#### [Texto propuesto]
▬▬▬▬▬▬
“… a fines del mes, las autoridades eclesiásticas de nuestra ciudad decidieron luchar contra la peste por sus propios medios, organizando una semana de plegarias colectivas. Estas manifestaciones de piedad pública debían terminar el domingo con una misa solemne…” (La peste, de Albert Camus)

Hay cosas que al parecer no cambian: El pasado domingo la Conferencia del Episcopado Dominicano convocó a una jornada nacional de oración “por el fin del coronavirus”. Una misa que empezó en la catedral de Santiago a las nueve de la mañana, otra en la catedral de Santo Domingo a las diez y luego todos los obispos, simultáneamente desde su catedral, presidieron la misa a las once. También los pastores evangélicos han estado realizando sus cultos con el mismo propósito.

Muchos cristianos comprenderíamos que nuestros líderes religiosos nos inviten a la oración, que es tan fundamental en la vida del creyente. En ella encontramos paz y nos hacemos plenamente conscientes de nuestra frágil condición humana, de nuestra finitud, depositando toda nuestra confianza en el Señor, “porque en Él vivimos, nos movemos y existimos”. (Hechos 17:28)
▬▬▬▬▬▬
#### [Datos disponibles]
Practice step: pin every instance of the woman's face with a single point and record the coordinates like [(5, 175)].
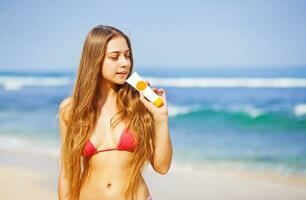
▬▬▬▬▬▬
#### [Ejercicios]
1) Indique si cada una de las siguientes afirmaciones concuerda con el texto propuesto, respondiendo sí o no y citando literalmente las palabras del texto que lo deciden: (a) La misa en la catedral de Santiago comenzó a las nueve de la mañana. (b) Todos los obispos presidieron juntos la misa de las once en la catedral de Santo Domingo. (c) La jornada nacional de oración fue convocada por los pastores evangélicos.
2) Reproduzca con exactitud el fragmento del texto propuesto que comienza en las palabras "Hay cosas que" y concluye tras las palabras "el mismo propósito.".
El material no guarda relación alguna con el texto propuesto.

#### [Respuestas por ejercicio]
1)
(a) Sí: "Una misa que empezó en la catedral de Santiago a las nueve de la mañana".
(b) No: "todos los obispos, simultáneamente desde su catedral, presidieron la misa a las once".
(c) No: "la Conferencia del Episcopado Dominicano convocó a una jornada nacional de oración".

2)
Hay cosas que al parecer no cambian: El pasado domingo la Conferencia del Episcopado Dominicano convocó a una jornada nacional de oración “por el fin del coronavirus”. Una misa que empezó en la catedral de Santiago a las nueve de la mañana, otra en la catedral de Santo Domingo a las diez y luego todos los obispos, simultáneamente desde su catedral, presidieron la misa a las once. También los pastores evangélicos han estado realizando sus cultos con el mismo propósito.